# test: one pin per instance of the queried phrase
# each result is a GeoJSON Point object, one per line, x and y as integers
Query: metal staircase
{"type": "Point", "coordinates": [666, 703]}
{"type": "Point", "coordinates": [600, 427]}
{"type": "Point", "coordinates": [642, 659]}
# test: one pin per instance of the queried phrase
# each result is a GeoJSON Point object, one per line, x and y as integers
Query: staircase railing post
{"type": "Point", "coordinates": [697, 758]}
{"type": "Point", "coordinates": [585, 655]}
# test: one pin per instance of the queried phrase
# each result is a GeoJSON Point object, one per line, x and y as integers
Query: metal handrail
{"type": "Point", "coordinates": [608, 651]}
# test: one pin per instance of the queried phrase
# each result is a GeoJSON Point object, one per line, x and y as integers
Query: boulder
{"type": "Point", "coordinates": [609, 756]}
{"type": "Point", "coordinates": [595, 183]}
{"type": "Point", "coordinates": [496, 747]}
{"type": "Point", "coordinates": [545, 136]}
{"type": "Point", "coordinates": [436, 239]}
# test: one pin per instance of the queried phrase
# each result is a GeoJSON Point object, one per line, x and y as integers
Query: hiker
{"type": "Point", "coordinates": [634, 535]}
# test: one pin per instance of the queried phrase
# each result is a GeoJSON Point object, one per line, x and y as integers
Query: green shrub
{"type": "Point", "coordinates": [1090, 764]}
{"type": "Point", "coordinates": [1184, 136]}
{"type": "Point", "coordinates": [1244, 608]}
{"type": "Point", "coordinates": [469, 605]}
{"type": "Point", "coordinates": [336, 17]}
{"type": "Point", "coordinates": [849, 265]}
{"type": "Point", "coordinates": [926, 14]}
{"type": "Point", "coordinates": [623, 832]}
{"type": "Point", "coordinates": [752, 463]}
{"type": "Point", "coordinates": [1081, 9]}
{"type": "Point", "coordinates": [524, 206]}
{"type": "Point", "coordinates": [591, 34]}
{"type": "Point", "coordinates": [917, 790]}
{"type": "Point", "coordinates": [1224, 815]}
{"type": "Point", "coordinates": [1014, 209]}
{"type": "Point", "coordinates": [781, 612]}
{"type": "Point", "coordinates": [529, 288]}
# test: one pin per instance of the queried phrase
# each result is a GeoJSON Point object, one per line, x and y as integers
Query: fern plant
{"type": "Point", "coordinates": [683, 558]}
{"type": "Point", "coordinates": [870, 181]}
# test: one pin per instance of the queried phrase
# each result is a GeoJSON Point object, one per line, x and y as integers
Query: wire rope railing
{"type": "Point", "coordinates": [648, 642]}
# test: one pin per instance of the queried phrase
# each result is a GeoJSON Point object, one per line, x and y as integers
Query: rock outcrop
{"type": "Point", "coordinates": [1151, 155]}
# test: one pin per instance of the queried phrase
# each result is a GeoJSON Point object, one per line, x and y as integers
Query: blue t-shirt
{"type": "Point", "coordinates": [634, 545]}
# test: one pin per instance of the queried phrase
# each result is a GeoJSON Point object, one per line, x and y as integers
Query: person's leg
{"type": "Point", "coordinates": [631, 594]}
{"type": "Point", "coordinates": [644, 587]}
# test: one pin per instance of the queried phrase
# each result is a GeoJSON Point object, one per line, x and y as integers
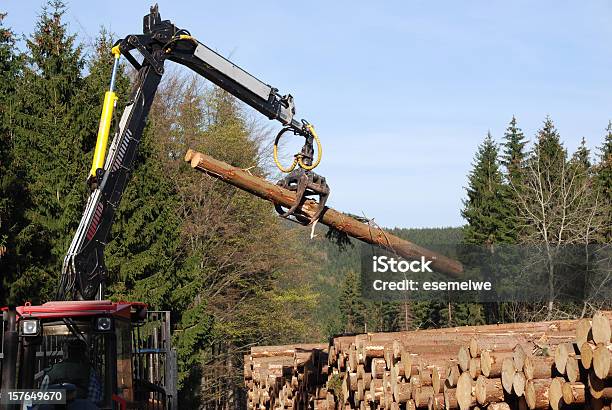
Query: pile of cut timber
{"type": "Point", "coordinates": [539, 365]}
{"type": "Point", "coordinates": [291, 376]}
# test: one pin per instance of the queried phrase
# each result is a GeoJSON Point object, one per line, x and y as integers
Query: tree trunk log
{"type": "Point", "coordinates": [330, 217]}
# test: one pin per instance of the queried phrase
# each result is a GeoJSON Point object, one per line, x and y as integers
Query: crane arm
{"type": "Point", "coordinates": [84, 273]}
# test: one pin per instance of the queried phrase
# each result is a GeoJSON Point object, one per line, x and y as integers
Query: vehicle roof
{"type": "Point", "coordinates": [80, 308]}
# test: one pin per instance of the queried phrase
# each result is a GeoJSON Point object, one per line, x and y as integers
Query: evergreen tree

□ □ □ □

- _Your goal_
Reproduce every entry word for word, but skip any pictures.

- _Correct answer_
# test: one pin per instance of the queried phrase
# each result is a GeoJSON Point object, one per line, x and y as integers
Query: metal staircase
{"type": "Point", "coordinates": [666, 703]}
{"type": "Point", "coordinates": [600, 427]}
{"type": "Point", "coordinates": [642, 659]}
# test: one pin per instance of the queried phrase
# each result is a GeoJSON Point object, one per line, x and y as integers
Query: staircase railing post
{"type": "Point", "coordinates": [697, 758]}
{"type": "Point", "coordinates": [585, 655]}
# test: one pin per instance of the queried phrase
# each result is a GeoJSON Point object, one per line, x and y as integers
Query: metal handrail
{"type": "Point", "coordinates": [608, 651]}
# test: one pin per instance of the queried phrase
# each result is a GeoJSON Point object, one per line, x and y as integers
Query: boulder
{"type": "Point", "coordinates": [609, 756]}
{"type": "Point", "coordinates": [595, 183]}
{"type": "Point", "coordinates": [496, 747]}
{"type": "Point", "coordinates": [545, 136]}
{"type": "Point", "coordinates": [436, 239]}
# test: one pin per instance of the queried phrase
# each result is a GeoJSON Point object, one per line, x and y as integers
Query: hiker
{"type": "Point", "coordinates": [634, 535]}
# test: one pin per instance of the queried phrase
# each result is a GeoJSON Point object, one per line, x and y as integers
Query: green shrub
{"type": "Point", "coordinates": [1090, 764]}
{"type": "Point", "coordinates": [1184, 136]}
{"type": "Point", "coordinates": [1244, 608]}
{"type": "Point", "coordinates": [469, 605]}
{"type": "Point", "coordinates": [336, 17]}
{"type": "Point", "coordinates": [849, 265]}
{"type": "Point", "coordinates": [926, 14]}
{"type": "Point", "coordinates": [623, 832]}
{"type": "Point", "coordinates": [752, 463]}
{"type": "Point", "coordinates": [1081, 9]}
{"type": "Point", "coordinates": [524, 206]}
{"type": "Point", "coordinates": [591, 34]}
{"type": "Point", "coordinates": [917, 790]}
{"type": "Point", "coordinates": [1224, 815]}
{"type": "Point", "coordinates": [1014, 209]}
{"type": "Point", "coordinates": [781, 612]}
{"type": "Point", "coordinates": [529, 288]}
# test: one pin per instance of the queried phrase
# each result is a GeoJSON Point object, one per line, x and y as integers
Query: fern plant
{"type": "Point", "coordinates": [683, 558]}
{"type": "Point", "coordinates": [870, 181]}
# test: one pin per instance of the queried phrase
# each result is a GeoJSON Point object, one per line, x and y as integers
Query: wire rope railing
{"type": "Point", "coordinates": [648, 642]}
# test: one pin per instance of the queried phrase
# each result is a GeoJSON Point object, one per line, x and y as integers
Query: rock outcrop
{"type": "Point", "coordinates": [1151, 155]}
# test: one pin per instance of the queried phrase
# each result is a GeoJSON Point object, one per line, x and y as integers
Query: blue t-shirt
{"type": "Point", "coordinates": [634, 545]}
# test: one pin per instance of the queried phrase
# each result is a GeoJSON Point object, one per line, x and y as integers
Query: person's leg
{"type": "Point", "coordinates": [631, 594]}
{"type": "Point", "coordinates": [644, 587]}
# test: one pin per instance of the queried phrase
# each result is a GeoJSON Point object, one per line, x and y as integers
Query: pile of cut timber
{"type": "Point", "coordinates": [539, 365]}
{"type": "Point", "coordinates": [291, 376]}
# test: one pin per instance of the queried phrase
# each result is a GeoJSON Point object, one per line, x and y as integers
Query: tree trunk log
{"type": "Point", "coordinates": [330, 217]}
# test: one pin per instance of the queried phrase
# each result is a GeoJSON Point object, one per line, x and y as integers
Query: crane arm
{"type": "Point", "coordinates": [84, 273]}
# test: one pin per instance of the queried phrase
# each result is a GeoJSON Point object, one per line, x and y as integers
Query: vehicle roof
{"type": "Point", "coordinates": [80, 308]}
# test: one pin per instance of the queried phrase
# each result is a GeoJSON Point object, one per line, x and y as integers
Query: evergreen tree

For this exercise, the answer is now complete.